■ SET EXERCISE 1 ■
Reproduce the piece on marinating Trader Joe's cheese word for word, in full.

The Best Thing to Do to Your Trader Joe’s Cheese? Marinate It

Everyone's got a story about what got them hooked on Trader Joe's. Maybe it was the vanilla-filled Jo Jo's. Or the free samples of frozen dinners waiting at the end of every aisle. Or the cheap (and pretty good!) whole bean coffee. But if you're anything like me, it's the cheese that keeps you coming back.

For Trader Joe’s shoppers with a pulse (ourselves definitely included), the inexpensive, eclectic, and cute-as-curds cheese cooler is a non-negotiable pit stop during a TJ's shopping trip. There’s a cheddar with cranberries stuck right in it! There’s a goat cheese with a cute drawing on it! Hole-y Jarlsberg, Joe!

And reader, there’s a way for you to love the TJ’s cheese trove even more.

I don’t mean geographically arranging your cheese and crackers spread on a giant printed out map or throwing six different types onto a pizza. No, it gets better than that, and it’s called marinating.

■ SET EXERCISE 2 ■
Update the rows from the line containing "of the white" down to the last row, changing "white fur" to "brown fur" and leaving everything else as it is.

■ Rows drawn from a collection ■
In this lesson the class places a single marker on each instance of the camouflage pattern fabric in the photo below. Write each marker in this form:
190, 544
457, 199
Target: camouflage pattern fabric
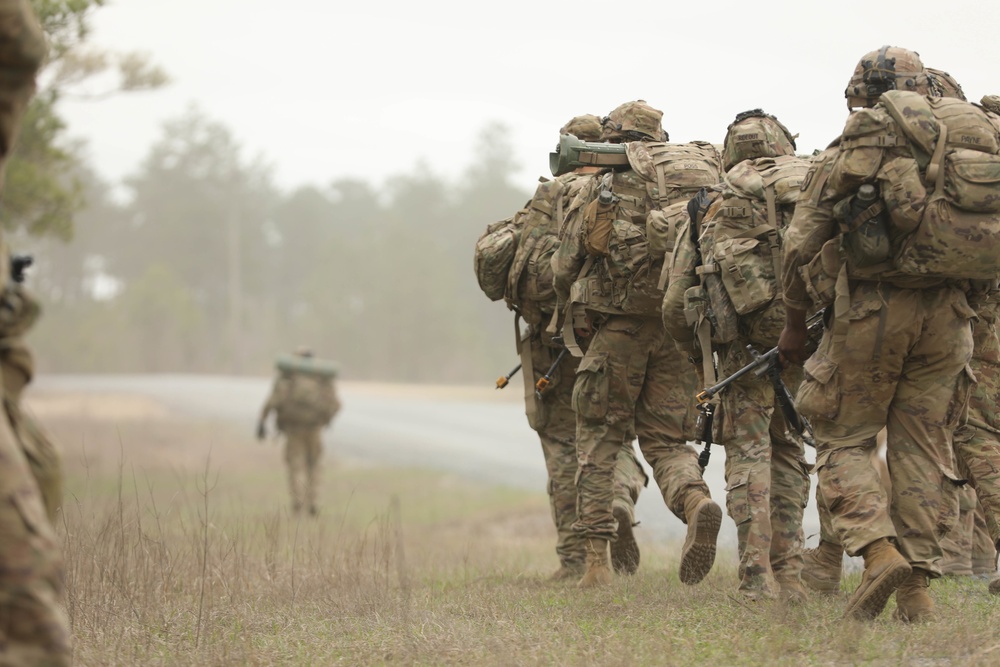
904, 369
18, 313
556, 428
991, 103
33, 621
956, 545
632, 374
977, 443
301, 426
767, 479
303, 449
984, 551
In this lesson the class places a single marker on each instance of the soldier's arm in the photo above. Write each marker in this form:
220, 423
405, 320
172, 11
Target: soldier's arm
569, 257
812, 225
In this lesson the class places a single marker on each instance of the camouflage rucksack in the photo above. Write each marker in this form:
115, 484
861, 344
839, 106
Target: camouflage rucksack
631, 227
308, 401
944, 201
740, 246
529, 287
494, 254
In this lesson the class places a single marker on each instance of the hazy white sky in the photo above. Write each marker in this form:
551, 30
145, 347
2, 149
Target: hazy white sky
325, 89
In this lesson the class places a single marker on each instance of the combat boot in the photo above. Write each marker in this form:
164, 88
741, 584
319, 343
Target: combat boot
791, 590
568, 570
913, 603
822, 566
885, 569
598, 573
624, 550
704, 518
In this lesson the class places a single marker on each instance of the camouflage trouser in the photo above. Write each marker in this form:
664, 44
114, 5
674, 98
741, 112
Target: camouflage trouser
984, 551
767, 478
34, 626
977, 443
553, 419
303, 449
899, 363
956, 546
633, 374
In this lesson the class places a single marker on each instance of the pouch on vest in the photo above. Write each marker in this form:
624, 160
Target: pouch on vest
661, 229
866, 238
747, 275
494, 256
903, 192
972, 180
820, 274
951, 243
599, 219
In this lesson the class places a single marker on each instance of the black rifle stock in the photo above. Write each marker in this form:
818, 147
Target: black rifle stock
504, 380
767, 363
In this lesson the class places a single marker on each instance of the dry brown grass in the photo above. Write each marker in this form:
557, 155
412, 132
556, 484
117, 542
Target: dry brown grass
180, 551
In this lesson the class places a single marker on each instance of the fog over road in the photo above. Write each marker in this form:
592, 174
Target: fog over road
477, 432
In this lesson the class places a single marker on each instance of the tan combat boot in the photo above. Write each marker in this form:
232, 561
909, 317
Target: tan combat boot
598, 573
704, 519
821, 568
568, 570
885, 569
791, 590
913, 603
624, 550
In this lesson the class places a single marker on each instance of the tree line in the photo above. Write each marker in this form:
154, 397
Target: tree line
205, 266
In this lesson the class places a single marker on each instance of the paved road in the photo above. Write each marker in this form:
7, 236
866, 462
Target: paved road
482, 435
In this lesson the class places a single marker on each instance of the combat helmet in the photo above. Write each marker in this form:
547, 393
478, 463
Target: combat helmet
755, 134
633, 121
943, 84
586, 127
888, 68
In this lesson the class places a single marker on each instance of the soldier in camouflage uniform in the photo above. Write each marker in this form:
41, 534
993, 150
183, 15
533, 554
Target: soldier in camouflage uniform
528, 291
34, 626
767, 479
894, 354
303, 405
18, 312
631, 374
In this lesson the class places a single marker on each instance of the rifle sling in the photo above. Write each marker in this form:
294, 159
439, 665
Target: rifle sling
527, 371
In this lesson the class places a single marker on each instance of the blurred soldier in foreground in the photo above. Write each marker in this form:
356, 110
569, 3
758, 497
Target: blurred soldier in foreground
512, 261
34, 627
607, 270
723, 289
18, 313
304, 401
887, 231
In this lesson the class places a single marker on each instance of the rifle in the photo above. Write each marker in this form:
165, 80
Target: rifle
768, 363
18, 264
505, 380
544, 381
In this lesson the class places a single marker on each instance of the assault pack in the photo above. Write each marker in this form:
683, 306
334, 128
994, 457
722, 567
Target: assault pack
513, 257
936, 209
630, 228
740, 245
307, 400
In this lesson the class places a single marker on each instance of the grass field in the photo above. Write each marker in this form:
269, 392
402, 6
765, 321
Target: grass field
180, 551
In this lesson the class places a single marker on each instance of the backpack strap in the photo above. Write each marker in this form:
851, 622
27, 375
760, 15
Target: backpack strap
569, 335
935, 169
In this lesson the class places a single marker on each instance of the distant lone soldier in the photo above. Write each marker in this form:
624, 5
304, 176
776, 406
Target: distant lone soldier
304, 401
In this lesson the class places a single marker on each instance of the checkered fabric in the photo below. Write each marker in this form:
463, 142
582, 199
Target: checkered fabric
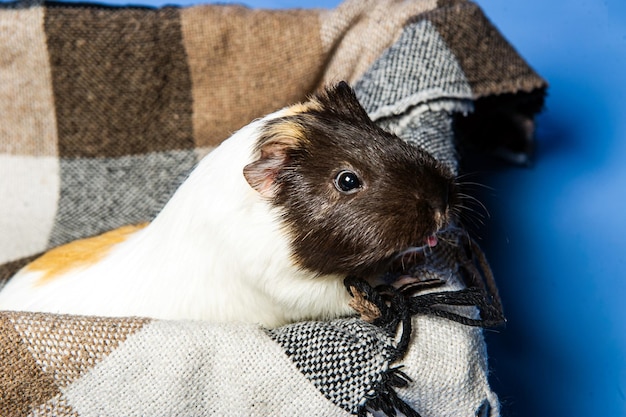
103, 113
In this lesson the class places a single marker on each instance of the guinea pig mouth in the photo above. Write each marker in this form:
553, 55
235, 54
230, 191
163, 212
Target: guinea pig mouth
413, 255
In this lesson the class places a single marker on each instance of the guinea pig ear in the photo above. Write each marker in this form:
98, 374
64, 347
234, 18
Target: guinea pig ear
261, 174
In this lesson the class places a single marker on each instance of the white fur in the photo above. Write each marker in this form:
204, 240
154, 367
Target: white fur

■ RESULT 1 ■
The Best Thing to Do to Your Trader Joe’s Cheese? Marinate It

Everyone's got a story about what got them hooked on Trader Joe's. Maybe it was the vanilla-filled Jo Jo's. Or the free samples of frozen dinners waiting at the end of every aisle. Or the cheap (and pretty good!) whole bean coffee. But if you're anything like me, it's the cheese that keeps you coming back.

For Trader Joe’s shoppers with a pulse (ourselves definitely included), the inexpensive, eclectic, and cute-as-curds cheese cooler is a non-negotiable pit stop during a TJ's shopping trip. There’s a cheddar with cranberries stuck right in it! There’s a goat cheese with a cute drawing on it! Hole-y Jarlsberg, Joe!

And reader, there’s a way for you to love the TJ’s cheese trove even more.

I don’t mean geographically arranging your cheese and crackers spread on a giant printed out map or throwing six different types onto a pizza. No, it gets better than that, and it’s called marinating.

■ RESULT 2 ■
In this lesson the class places a single marker on each instance of the brown fur in the photo above. Write each marker in this form:
204, 240
154, 367
Target: brown fur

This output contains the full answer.